**Requirement**
Copy each of the rows below word for word, leaving out the pictures.
┌──
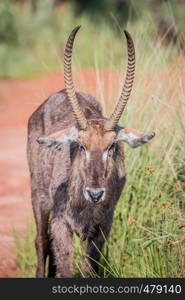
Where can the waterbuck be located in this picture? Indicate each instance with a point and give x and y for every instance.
(76, 163)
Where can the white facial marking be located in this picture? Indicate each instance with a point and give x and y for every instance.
(134, 140)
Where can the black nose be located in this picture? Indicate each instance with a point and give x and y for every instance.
(95, 195)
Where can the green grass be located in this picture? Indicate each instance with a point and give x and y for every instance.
(147, 237)
(32, 44)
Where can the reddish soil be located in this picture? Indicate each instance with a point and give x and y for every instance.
(18, 99)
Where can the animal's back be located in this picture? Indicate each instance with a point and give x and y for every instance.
(49, 168)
└──
**Task output**
Where can the waterbuck be located in this picture? Indicate each instance with a point and give x and y for every instance.
(76, 163)
Where can the white facial marking be located in this picture? Indicate each instance with a point and give x and y for every instance.
(134, 140)
Where can the black nose be located in this picture? Indicate each instance with a point and give x and y for every instance.
(95, 195)
Where can the green grass be located in this picture? Indicate each instance with a point and give x and y for every instance.
(147, 237)
(32, 44)
Where can the reddish soil be located in this picture? Indicate each instance with a point and give x and y for every instance.
(18, 99)
Where can the animal's back be located in this picture? Indicate each instance with a point and give x and y for every instance.
(49, 168)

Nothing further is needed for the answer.